Your objective → Please return only the lines from the one holding "# sample body: [(72, 12)]" through the one holding "# sample body: [(156, 278)]", exactly as they appear in the records below, both ends included.

The input →

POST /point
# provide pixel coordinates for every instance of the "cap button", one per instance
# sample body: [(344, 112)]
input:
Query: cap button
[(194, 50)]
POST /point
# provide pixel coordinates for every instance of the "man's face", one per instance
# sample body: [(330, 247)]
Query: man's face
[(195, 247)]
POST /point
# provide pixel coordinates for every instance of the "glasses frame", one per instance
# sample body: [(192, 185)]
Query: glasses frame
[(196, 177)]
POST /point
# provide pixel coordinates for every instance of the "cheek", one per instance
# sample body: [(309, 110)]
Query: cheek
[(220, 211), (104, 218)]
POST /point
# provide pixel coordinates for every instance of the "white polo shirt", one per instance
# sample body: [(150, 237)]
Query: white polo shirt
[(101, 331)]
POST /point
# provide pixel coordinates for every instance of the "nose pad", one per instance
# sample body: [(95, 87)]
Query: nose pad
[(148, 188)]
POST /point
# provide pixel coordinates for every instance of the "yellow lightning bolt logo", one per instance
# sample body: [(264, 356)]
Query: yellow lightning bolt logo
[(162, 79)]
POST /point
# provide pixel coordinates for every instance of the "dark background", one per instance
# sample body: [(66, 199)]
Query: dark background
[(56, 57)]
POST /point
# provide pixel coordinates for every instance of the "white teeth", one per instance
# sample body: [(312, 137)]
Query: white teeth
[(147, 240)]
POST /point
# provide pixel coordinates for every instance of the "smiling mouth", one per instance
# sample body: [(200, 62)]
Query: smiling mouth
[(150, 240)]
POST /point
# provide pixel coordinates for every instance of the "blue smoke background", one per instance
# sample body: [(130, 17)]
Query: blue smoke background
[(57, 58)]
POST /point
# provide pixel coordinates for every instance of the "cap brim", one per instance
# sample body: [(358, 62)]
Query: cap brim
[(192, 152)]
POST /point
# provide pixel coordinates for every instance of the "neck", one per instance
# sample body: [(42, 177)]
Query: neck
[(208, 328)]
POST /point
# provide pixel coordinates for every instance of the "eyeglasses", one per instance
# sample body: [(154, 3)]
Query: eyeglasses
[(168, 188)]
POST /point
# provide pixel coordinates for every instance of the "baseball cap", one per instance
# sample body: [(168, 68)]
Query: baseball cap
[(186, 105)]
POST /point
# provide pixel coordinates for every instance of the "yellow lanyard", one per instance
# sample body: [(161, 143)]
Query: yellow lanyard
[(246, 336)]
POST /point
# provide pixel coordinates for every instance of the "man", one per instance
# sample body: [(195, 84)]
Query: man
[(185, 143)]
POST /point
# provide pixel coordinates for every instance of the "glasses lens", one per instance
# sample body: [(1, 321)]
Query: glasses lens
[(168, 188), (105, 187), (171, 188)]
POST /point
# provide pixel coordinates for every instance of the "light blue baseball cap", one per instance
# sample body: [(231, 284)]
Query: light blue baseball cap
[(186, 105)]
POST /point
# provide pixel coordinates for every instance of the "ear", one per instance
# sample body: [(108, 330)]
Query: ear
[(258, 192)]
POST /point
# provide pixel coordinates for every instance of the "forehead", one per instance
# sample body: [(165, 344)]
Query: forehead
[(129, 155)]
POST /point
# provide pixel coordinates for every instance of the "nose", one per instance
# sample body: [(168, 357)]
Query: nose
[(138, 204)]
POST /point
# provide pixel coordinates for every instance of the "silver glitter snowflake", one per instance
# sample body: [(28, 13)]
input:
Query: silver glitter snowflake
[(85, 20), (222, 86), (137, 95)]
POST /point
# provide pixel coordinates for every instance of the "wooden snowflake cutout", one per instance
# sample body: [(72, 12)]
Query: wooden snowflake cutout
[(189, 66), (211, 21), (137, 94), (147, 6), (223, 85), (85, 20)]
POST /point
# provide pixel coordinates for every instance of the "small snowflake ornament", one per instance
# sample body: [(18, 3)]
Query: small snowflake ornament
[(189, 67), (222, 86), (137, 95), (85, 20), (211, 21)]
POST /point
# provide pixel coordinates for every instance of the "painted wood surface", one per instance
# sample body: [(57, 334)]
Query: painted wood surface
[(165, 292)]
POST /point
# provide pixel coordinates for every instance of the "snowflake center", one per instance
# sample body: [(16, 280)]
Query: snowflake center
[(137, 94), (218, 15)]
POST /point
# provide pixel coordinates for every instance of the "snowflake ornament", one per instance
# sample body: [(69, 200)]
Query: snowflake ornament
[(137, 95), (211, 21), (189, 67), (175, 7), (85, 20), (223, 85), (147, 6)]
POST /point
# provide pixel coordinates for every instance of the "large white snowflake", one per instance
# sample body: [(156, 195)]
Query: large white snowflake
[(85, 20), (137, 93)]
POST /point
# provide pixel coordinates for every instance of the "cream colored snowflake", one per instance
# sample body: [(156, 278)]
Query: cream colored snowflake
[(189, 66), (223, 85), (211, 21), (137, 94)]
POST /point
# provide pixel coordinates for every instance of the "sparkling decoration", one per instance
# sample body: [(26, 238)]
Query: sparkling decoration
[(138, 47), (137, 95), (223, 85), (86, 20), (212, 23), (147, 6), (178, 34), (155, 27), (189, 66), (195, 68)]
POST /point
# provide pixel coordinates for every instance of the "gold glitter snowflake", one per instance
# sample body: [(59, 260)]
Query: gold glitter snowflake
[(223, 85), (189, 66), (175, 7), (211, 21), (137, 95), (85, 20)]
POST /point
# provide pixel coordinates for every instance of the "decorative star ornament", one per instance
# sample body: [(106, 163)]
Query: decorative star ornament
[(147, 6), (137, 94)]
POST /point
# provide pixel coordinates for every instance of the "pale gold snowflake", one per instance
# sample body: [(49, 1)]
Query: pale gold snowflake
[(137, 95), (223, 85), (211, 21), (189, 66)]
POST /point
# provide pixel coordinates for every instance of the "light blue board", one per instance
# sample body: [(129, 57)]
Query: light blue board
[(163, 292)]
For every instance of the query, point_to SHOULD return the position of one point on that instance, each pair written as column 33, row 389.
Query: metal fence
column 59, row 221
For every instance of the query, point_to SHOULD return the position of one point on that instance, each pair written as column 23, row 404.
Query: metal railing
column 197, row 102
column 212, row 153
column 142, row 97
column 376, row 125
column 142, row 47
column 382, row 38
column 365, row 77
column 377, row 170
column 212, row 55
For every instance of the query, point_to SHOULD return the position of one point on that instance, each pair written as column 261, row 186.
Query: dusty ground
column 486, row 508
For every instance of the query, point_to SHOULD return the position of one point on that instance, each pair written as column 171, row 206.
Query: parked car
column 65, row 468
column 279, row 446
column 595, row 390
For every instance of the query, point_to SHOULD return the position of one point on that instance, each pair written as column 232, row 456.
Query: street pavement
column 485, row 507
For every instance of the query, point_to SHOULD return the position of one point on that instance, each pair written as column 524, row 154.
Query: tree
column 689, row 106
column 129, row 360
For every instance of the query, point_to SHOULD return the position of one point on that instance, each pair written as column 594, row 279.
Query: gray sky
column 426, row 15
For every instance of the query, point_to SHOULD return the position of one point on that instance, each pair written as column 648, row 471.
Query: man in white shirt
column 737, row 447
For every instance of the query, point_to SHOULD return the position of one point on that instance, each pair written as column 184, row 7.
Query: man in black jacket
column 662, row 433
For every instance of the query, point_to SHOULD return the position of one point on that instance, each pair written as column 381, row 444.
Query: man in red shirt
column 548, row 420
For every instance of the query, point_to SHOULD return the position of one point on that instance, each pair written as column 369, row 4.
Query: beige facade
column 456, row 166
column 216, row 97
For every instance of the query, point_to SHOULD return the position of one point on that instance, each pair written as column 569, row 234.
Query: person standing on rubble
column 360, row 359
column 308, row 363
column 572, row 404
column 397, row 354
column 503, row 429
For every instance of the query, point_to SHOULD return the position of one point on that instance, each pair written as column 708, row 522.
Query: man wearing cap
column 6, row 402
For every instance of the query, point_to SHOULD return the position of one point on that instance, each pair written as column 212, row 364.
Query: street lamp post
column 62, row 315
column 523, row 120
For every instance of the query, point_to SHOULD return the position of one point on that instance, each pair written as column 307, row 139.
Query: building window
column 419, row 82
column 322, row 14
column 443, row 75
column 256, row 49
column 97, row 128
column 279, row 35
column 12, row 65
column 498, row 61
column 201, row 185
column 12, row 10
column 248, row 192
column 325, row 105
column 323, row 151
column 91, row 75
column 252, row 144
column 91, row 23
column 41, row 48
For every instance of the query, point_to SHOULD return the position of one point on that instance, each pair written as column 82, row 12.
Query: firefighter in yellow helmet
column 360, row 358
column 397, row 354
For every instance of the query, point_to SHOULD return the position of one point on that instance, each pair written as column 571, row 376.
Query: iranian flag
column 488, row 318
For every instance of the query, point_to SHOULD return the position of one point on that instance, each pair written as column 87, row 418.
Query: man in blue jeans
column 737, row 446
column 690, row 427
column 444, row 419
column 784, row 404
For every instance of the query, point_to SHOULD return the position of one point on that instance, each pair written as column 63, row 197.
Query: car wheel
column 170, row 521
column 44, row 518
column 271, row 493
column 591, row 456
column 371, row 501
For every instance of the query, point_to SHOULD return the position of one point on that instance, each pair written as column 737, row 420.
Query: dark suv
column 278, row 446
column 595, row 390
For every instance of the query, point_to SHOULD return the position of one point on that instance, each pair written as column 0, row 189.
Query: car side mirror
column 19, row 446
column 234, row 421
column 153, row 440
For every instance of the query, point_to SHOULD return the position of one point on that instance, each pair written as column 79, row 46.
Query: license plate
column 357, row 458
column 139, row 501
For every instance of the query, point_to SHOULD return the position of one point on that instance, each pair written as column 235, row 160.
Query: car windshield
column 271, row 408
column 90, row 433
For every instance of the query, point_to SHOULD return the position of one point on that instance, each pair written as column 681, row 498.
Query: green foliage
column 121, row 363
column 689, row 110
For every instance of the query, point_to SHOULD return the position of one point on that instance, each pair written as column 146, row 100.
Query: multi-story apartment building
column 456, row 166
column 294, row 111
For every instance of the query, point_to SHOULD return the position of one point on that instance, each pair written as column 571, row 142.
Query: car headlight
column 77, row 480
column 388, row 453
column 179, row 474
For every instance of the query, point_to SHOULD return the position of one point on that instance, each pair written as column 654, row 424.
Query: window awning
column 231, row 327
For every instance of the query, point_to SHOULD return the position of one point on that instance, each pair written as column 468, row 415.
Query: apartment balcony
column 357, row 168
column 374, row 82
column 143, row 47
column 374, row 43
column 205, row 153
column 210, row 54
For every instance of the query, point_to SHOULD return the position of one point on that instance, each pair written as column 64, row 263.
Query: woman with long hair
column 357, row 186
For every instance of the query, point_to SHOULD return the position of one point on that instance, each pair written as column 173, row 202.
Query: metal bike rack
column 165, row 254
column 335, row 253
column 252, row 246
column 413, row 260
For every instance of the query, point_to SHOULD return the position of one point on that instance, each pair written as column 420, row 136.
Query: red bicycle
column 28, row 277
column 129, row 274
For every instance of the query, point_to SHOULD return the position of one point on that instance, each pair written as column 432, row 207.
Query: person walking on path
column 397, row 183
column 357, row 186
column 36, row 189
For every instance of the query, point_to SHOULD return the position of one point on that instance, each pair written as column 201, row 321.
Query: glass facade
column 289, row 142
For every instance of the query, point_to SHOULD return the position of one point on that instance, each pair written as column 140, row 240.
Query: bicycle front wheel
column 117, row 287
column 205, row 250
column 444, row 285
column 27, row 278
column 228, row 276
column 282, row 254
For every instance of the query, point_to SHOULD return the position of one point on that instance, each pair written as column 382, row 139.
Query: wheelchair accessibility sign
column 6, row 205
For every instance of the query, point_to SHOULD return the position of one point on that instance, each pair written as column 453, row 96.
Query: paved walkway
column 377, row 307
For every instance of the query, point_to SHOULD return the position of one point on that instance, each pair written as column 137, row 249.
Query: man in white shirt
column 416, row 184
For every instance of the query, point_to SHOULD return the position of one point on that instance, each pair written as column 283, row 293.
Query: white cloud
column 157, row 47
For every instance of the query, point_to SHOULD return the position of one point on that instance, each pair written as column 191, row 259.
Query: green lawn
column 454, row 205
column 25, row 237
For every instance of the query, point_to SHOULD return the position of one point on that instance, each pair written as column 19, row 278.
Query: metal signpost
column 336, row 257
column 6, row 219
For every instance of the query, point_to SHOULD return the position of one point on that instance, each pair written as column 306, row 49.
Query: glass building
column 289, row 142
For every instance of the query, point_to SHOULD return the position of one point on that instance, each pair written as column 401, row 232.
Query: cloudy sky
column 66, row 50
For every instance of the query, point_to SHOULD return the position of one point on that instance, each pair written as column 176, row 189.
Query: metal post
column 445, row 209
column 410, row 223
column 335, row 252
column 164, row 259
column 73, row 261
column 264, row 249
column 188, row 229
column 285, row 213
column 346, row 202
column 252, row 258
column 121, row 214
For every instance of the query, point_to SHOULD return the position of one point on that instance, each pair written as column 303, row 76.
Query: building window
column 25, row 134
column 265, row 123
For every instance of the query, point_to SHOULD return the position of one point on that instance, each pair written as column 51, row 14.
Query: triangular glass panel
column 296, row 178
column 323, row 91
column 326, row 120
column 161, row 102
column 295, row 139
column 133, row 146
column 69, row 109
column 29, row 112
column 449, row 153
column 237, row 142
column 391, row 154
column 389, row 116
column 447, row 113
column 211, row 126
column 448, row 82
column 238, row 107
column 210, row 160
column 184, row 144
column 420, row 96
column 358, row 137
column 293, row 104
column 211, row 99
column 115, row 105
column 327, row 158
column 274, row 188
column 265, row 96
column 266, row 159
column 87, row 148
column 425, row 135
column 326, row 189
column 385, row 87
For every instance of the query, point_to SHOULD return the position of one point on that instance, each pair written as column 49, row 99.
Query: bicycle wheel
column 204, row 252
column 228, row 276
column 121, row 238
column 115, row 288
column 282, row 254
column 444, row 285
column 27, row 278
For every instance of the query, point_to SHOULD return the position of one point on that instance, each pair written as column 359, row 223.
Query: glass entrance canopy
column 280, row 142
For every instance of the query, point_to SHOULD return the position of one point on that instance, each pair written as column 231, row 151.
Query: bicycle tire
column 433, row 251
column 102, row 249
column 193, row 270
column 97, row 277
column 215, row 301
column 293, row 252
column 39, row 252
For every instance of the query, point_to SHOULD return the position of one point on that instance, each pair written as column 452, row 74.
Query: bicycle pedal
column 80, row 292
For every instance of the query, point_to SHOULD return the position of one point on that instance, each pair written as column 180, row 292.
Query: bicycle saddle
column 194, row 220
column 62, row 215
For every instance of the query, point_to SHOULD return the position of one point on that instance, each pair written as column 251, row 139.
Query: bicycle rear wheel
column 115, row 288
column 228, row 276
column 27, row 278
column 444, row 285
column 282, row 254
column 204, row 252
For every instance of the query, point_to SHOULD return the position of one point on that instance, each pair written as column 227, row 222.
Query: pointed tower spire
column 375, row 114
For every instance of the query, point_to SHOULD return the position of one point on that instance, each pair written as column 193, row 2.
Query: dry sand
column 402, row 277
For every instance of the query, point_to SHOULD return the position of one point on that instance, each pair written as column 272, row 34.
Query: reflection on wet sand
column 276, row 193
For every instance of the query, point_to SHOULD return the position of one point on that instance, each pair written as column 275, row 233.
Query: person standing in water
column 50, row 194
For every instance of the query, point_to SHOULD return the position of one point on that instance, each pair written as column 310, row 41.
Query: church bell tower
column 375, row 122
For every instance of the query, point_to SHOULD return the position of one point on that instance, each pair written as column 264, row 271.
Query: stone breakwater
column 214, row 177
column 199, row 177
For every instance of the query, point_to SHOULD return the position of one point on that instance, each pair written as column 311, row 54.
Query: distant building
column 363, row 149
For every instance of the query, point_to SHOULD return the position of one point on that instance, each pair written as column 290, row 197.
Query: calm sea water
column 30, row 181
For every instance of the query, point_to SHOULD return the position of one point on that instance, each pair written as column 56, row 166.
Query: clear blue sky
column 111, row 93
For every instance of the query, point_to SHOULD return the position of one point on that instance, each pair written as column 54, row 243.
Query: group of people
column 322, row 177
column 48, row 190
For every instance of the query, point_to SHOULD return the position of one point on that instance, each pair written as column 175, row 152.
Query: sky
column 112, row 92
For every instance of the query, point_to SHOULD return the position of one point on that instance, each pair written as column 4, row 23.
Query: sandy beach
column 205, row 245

Answer to this task →
# sample body: [(72, 12)]
Query: wooden snowflake cutout
[(189, 66), (211, 21), (137, 94), (147, 6), (223, 85), (85, 20)]
POST /point
# provide pixel coordinates for every instance of the "small snowflake ornament", one per instance
# sample body: [(18, 3)]
Query: small snowflake ornament
[(189, 67), (222, 86), (137, 95), (85, 20), (211, 21)]
POST /point
# provide pixel coordinates for every instance of the "painted wood surface", one per instance
# sample body: [(57, 334)]
Query: painted wood surface
[(165, 292)]
POST /point
# provide pixel coordinates for every instance of the "snowflake center", one per instance
# sample body: [(16, 280)]
Query: snowflake center
[(137, 94), (218, 15)]
POST /point
# provide pixel coordinates for every instance of the "snowflake ornament", one per instance
# sample body: [(69, 200)]
Query: snowflake ornament
[(137, 95), (211, 21), (189, 67), (175, 7), (85, 20), (223, 85), (147, 6)]
POST /point
# provide pixel coordinates for every instance of the "large white snowflake", one per instance
# sample body: [(156, 195)]
Query: large white snowflake
[(85, 20), (137, 93)]
POST /point
# provide pixel coordinates for every instance of the "cream colored snowflake", one per instance
# sample body: [(156, 278)]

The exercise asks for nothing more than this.